REQUIREMENT:
Please state how many lines of the records hold the string "player", giving nothing but the number.

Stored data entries
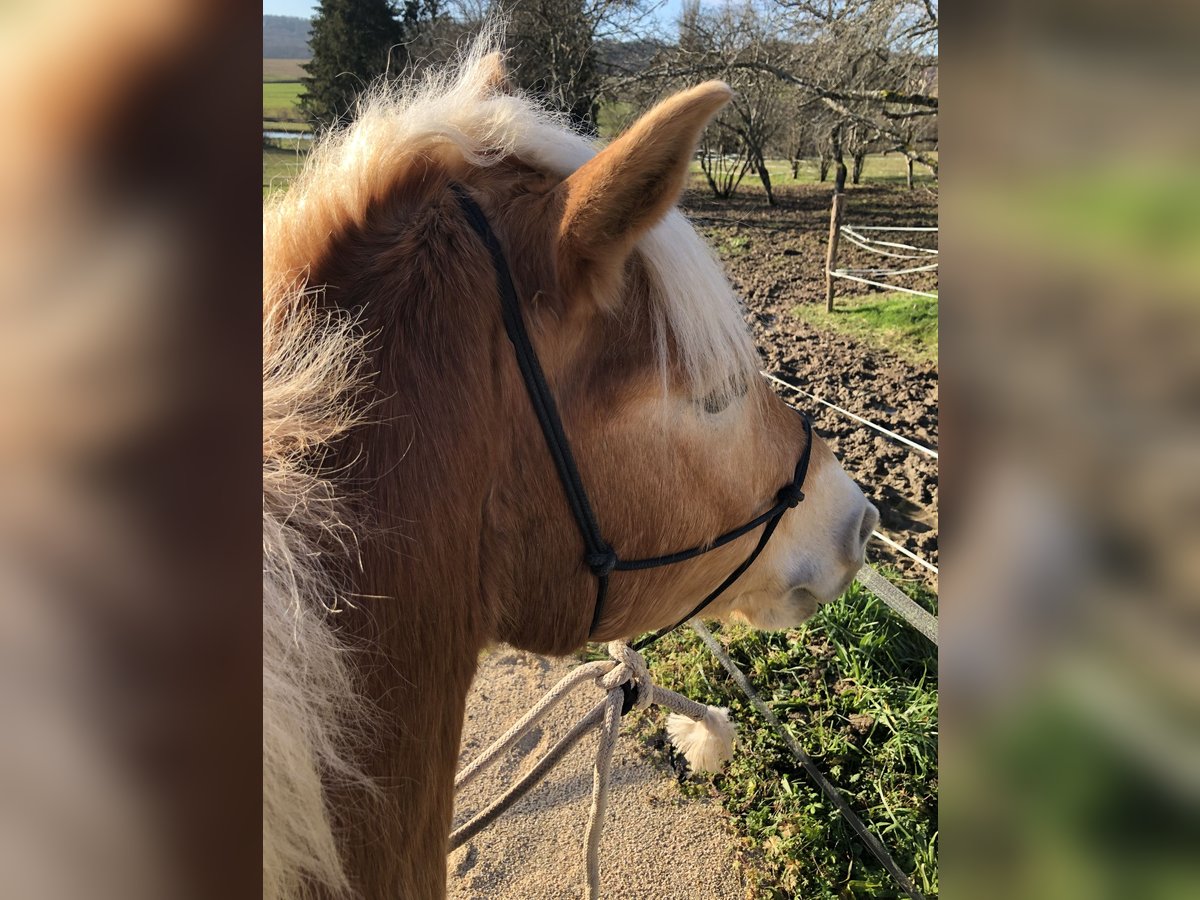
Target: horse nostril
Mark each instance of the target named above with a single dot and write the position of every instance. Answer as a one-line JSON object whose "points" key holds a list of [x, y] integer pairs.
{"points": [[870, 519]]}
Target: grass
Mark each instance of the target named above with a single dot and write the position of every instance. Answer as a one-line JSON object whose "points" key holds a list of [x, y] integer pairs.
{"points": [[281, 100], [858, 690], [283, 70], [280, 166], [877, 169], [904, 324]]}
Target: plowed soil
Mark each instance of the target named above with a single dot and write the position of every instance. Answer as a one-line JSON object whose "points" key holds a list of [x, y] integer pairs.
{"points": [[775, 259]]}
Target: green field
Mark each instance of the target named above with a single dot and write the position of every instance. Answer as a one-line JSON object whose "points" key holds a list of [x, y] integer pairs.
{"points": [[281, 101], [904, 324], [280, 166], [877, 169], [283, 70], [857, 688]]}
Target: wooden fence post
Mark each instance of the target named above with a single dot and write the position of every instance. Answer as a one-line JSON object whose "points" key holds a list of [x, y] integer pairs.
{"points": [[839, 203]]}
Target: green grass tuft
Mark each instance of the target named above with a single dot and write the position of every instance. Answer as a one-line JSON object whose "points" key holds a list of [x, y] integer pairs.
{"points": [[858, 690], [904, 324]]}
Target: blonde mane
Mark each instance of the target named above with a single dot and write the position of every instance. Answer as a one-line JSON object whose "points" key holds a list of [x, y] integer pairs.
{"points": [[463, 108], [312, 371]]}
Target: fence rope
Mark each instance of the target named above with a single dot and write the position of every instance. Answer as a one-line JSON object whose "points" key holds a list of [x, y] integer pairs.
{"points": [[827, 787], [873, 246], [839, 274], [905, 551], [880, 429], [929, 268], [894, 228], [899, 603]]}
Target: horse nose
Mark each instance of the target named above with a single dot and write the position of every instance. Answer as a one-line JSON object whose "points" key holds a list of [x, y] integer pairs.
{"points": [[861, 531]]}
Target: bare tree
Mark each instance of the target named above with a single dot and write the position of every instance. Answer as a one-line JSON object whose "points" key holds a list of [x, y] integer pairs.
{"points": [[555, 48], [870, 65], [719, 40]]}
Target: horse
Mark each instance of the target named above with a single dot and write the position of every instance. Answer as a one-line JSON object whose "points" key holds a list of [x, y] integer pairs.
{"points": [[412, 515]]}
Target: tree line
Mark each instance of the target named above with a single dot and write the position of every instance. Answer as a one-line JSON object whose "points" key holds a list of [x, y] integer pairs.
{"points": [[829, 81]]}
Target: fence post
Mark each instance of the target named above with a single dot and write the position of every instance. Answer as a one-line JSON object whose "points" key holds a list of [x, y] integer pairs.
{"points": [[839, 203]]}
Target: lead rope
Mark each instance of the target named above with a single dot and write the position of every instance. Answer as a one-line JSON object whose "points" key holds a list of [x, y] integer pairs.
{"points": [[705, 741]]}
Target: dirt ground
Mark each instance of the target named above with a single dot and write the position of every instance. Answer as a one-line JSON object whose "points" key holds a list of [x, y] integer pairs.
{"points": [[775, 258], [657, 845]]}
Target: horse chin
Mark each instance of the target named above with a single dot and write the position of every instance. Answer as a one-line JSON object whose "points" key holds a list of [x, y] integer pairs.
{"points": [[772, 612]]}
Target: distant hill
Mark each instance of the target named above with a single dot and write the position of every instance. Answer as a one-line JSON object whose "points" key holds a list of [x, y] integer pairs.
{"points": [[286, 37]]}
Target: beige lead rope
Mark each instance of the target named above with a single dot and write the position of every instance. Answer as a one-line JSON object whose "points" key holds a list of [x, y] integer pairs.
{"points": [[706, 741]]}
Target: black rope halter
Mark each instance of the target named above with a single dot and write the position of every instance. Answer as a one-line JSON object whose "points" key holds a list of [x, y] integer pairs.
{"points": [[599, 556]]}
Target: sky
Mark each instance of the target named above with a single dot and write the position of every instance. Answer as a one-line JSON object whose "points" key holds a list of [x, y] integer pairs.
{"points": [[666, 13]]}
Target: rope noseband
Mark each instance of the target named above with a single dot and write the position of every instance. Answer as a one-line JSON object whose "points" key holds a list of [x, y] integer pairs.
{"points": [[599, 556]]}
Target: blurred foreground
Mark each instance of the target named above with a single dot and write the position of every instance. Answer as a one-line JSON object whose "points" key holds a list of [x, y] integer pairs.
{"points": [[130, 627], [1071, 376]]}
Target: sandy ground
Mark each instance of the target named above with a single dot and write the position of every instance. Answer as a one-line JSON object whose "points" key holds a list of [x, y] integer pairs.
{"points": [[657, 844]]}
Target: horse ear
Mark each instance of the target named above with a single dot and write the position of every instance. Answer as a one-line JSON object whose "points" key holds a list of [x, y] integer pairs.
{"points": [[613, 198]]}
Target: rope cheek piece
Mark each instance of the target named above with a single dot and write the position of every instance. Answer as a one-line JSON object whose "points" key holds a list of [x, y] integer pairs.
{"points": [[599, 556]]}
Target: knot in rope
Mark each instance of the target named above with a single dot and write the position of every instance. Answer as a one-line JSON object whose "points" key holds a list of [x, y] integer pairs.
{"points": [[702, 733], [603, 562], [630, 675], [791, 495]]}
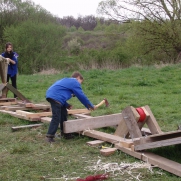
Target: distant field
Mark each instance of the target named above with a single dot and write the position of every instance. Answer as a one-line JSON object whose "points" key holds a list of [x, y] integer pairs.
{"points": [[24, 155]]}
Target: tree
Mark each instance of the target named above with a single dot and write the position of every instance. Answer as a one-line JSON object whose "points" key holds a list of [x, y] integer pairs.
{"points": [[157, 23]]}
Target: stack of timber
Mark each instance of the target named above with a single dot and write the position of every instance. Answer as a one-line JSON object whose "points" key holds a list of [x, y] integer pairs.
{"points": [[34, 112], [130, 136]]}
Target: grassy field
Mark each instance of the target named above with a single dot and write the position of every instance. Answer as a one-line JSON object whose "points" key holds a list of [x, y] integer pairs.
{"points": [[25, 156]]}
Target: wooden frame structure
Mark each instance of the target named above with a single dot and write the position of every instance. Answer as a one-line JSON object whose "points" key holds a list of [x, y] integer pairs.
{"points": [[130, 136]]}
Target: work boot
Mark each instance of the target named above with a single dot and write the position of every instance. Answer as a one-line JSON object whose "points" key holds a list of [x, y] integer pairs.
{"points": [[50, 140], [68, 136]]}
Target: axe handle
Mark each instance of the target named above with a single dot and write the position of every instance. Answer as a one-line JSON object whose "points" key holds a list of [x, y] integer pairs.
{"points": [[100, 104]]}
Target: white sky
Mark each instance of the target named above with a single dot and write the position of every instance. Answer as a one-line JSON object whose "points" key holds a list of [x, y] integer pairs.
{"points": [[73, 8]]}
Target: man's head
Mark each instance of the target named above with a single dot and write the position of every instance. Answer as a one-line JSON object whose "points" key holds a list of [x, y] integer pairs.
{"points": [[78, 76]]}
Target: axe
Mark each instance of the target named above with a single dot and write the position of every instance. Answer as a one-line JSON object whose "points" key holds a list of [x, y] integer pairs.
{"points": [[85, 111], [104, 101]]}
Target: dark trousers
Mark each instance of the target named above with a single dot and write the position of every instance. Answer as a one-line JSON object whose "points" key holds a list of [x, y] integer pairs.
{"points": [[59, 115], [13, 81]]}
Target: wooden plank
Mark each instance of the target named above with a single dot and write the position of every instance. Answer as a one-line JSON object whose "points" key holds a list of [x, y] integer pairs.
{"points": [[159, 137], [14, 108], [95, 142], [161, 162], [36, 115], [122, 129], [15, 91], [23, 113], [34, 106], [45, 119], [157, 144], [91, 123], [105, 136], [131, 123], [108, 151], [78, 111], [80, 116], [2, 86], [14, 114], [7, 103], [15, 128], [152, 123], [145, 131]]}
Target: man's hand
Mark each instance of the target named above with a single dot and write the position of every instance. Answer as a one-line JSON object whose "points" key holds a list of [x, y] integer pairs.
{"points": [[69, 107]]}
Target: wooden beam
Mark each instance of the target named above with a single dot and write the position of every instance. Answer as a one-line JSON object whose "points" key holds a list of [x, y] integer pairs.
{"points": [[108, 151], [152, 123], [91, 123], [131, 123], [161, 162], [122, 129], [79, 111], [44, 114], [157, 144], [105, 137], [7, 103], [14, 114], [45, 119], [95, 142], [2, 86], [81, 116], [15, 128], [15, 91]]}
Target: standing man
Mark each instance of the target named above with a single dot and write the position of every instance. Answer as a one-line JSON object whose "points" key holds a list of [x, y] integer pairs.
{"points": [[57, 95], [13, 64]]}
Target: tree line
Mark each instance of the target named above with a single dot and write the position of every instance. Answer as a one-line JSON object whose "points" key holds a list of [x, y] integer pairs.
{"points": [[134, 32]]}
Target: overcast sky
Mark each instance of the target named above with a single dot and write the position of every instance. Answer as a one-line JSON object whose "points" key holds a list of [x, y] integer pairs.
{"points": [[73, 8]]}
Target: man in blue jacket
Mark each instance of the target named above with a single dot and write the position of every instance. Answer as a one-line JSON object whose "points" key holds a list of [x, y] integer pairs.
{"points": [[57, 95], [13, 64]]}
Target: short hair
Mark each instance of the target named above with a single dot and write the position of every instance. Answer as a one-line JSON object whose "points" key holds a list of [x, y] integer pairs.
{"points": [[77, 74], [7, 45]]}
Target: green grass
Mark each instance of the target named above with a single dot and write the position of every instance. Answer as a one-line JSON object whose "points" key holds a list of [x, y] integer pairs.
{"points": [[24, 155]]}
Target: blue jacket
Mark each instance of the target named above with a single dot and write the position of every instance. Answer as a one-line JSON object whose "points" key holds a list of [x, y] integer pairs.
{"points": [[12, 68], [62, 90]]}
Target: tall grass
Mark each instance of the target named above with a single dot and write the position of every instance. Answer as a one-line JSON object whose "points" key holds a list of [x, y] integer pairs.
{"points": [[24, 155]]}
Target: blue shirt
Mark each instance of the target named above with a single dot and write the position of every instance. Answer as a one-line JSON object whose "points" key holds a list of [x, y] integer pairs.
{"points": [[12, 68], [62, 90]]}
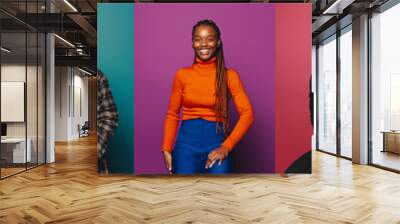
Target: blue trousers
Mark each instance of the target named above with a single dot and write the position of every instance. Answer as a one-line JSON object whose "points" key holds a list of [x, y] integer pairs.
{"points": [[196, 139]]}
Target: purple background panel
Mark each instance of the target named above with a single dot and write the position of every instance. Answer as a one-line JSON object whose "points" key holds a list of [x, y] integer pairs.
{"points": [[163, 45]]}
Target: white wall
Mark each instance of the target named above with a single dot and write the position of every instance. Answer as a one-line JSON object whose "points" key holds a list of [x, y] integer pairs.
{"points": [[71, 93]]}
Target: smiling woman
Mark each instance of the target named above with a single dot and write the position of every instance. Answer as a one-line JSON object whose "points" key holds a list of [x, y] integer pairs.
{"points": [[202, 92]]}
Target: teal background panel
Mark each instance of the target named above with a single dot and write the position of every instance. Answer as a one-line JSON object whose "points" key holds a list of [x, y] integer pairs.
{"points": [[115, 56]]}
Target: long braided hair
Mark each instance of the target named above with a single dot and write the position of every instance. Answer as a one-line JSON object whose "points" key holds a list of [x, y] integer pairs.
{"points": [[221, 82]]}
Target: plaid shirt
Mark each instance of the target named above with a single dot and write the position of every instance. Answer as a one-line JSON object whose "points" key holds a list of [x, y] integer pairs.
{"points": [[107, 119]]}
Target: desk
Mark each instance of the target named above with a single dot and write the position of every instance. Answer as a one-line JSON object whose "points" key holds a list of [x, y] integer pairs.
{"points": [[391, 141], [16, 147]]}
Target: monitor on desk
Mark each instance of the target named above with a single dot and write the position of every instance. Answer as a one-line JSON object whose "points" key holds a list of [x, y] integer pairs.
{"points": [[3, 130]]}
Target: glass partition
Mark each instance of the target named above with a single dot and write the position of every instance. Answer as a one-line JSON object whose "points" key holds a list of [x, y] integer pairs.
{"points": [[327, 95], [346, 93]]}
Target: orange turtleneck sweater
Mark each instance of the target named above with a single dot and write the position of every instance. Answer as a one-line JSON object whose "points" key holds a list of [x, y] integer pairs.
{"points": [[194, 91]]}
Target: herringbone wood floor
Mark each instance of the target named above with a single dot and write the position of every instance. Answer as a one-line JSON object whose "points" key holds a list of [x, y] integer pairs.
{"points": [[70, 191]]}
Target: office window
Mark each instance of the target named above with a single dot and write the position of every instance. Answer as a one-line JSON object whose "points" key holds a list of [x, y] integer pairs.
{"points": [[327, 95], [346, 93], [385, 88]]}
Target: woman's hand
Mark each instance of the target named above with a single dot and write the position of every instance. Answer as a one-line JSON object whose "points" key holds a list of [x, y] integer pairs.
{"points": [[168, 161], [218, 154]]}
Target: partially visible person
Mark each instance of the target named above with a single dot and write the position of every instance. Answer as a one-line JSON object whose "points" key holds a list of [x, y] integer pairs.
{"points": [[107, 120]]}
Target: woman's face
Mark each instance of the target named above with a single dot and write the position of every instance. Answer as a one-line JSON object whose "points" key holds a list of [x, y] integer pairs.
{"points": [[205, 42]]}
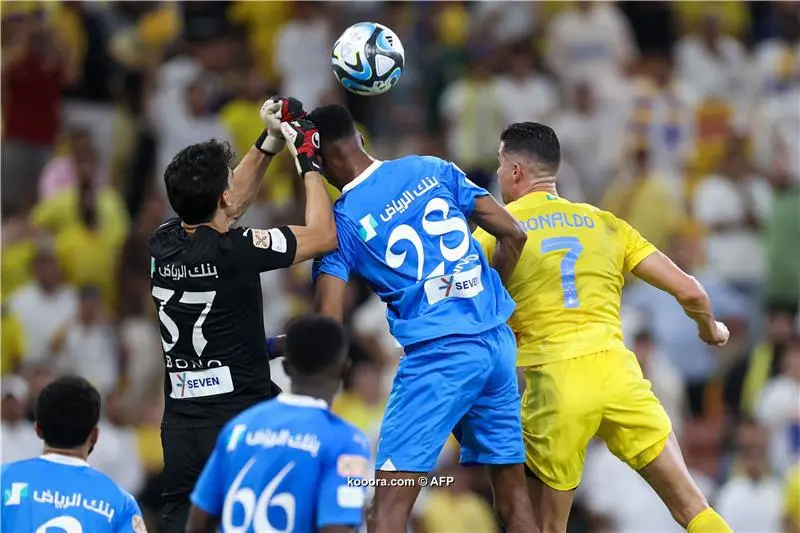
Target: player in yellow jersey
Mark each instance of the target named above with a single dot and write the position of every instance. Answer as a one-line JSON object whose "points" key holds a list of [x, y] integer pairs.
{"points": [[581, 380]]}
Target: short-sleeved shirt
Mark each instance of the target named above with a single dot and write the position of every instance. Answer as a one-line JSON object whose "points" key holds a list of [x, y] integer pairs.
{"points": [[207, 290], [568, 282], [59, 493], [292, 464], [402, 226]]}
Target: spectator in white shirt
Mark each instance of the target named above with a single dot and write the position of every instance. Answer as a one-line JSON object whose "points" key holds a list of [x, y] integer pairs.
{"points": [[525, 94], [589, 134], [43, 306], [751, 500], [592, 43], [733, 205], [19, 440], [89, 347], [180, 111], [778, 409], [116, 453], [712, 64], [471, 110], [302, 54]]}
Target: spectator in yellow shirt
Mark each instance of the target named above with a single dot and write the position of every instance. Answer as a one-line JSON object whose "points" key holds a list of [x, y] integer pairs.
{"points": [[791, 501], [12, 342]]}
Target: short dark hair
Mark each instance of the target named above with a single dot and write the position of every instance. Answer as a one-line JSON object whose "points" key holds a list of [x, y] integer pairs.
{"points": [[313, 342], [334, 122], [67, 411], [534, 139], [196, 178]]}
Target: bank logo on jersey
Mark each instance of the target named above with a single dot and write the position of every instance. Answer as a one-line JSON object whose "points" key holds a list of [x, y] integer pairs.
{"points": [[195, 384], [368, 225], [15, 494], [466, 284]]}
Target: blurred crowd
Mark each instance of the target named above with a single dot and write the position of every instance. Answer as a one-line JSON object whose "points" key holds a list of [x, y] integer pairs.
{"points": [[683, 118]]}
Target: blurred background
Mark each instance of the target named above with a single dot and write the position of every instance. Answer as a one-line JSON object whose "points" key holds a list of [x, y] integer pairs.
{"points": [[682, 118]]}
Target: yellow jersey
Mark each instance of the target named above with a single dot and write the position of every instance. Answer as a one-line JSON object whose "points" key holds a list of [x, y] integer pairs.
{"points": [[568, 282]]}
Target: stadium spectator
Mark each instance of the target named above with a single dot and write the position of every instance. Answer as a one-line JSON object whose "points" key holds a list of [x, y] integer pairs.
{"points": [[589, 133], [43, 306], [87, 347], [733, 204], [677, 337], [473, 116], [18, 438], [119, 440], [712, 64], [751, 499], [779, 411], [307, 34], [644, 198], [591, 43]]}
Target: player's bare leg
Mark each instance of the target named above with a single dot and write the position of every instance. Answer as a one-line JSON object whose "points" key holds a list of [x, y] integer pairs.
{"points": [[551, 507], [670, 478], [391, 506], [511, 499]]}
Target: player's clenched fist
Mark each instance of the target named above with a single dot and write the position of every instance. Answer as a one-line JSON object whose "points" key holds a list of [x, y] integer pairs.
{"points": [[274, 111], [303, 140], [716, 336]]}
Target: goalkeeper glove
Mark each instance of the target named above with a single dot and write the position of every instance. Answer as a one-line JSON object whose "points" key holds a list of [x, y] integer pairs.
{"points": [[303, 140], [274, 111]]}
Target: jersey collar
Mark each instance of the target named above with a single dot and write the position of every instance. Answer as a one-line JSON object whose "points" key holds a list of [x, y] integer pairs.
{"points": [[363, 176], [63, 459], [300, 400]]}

OUTPUT OF THE TASK:
3